Directions: Continue the passage on Fortnite Battle Royale's success on social media, starting right after its last sentence.

Document excerpt:
·····

Part of the game's success is also considered to be related to its impact on social media. By March 2018, Fortnite Battle Royale became the most-viewed game on Twitch, exceeding the average-concurrent viewership numbers of League of Legends and Battlegrounds. Blevins has gained significant attention as one of the first major Fortnite Battle Royale streamers. He gained a large number of subscribers by March 2018, in part due to his skill and through promotions on Twitch that offered free Fortnite Battle Royale cosmetic items; by March 2018, he was estimated to be making  a month from his streaming revenue. By the end of 2018, Blevins had reported he had made nearly  from his Fortnite streaming activities in 2018 with over 20 million subscribers to his YouTube and Twitch channels. For his success from Fortnite, Time included Blevins within its Time 100 most influential people of 2019. To acknowledge individuals like Blevins that had helped grow the popularity of Fortnite, Epic has released a number of in-game cosmetics under the "Icon Series" based on the real-life people; in addition to Blevins, cosmetics were released for musicians Marshmello and Major Lazer, and the streamer Loserfruit, with a planned release of cosmetics related to David "Grefg" Martínez.

·····

Given information:
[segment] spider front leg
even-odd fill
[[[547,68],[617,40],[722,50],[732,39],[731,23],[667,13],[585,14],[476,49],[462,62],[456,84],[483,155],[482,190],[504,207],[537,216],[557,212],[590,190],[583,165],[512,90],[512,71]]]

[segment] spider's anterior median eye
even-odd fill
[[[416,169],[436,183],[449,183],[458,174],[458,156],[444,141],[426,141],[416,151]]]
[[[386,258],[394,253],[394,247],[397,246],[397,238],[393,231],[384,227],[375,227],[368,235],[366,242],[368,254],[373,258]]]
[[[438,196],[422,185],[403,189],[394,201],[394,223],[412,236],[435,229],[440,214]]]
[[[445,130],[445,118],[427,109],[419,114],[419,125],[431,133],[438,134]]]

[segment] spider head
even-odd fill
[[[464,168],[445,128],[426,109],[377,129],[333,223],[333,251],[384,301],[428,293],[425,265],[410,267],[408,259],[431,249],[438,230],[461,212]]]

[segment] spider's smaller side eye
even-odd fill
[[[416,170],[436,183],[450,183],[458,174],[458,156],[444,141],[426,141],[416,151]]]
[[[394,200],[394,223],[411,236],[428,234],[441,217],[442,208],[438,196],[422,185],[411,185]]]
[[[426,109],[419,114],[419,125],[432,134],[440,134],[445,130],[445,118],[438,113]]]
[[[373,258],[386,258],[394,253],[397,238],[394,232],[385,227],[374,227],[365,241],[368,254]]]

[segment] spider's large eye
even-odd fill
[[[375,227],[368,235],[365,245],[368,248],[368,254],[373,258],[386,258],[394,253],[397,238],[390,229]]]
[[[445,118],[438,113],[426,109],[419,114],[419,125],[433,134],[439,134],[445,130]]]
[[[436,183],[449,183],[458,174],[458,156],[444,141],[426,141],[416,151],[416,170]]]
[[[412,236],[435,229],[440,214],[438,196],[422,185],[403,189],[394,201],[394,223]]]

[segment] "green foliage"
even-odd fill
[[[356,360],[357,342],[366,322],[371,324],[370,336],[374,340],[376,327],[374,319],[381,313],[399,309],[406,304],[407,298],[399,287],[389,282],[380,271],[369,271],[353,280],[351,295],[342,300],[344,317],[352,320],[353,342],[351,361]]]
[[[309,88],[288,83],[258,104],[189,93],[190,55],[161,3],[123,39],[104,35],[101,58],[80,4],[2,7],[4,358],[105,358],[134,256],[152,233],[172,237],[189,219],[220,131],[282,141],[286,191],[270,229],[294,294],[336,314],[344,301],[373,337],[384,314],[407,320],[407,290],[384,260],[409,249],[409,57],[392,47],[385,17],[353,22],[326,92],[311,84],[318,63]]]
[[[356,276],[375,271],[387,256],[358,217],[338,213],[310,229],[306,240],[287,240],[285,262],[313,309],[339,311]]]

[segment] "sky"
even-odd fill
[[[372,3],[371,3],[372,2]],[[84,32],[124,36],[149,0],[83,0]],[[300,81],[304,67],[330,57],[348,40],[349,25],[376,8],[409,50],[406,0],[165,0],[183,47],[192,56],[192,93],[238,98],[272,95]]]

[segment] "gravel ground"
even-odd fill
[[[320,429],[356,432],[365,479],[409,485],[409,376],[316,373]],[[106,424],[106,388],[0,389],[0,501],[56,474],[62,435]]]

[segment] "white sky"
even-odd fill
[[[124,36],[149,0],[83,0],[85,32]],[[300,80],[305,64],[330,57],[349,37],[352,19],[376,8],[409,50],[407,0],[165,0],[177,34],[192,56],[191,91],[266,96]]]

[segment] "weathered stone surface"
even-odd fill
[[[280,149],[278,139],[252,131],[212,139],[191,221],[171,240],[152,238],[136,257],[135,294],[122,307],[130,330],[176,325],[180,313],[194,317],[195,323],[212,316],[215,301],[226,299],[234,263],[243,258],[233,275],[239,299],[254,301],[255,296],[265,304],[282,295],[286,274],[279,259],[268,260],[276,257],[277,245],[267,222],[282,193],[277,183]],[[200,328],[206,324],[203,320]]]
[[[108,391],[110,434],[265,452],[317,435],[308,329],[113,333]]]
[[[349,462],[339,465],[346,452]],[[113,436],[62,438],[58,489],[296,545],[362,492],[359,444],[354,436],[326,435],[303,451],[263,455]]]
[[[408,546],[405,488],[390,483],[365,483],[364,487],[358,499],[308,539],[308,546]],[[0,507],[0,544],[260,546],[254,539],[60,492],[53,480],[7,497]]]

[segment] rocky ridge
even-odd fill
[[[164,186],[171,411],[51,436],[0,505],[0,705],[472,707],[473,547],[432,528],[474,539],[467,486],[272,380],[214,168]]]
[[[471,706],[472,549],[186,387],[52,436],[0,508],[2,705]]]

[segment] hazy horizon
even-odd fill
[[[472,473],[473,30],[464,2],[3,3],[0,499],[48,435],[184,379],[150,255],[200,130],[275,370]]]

·····

Answer:
A number of celebrities and athletes have said they play Fortnite Battle Royale, such as Chance the Rapper, Joe Jonas, Finn Wolfhard, Roseanne Barr, and Norm Macdonald. For athletes, their appreciation for the game has taken on the form of recreating the various emotes in game as part of their on-field celebration dances. Such Fortnite celebrations were frequently throughout the 2018 FIFA World Cup event in June and July 2018, including by Antoine Griezmann after a scoring penalty kick during the 2018 FIFA World Cup Final. Other notable people have expressed their fondness for the game; the Russo brothers, directors of Avengers: Infinity War, stated that they often played Fortnite Battle Royale during breaks on the film's development, leading them to propose the idea of the Thanos LTM for the game. The Russo brothers also co-directed the introduction cinematic for Chapter 2 Season 6 that was released in March 2021. The awareness of the game from well-known celebrities has been considered a reason for further popularity and player growth of the game.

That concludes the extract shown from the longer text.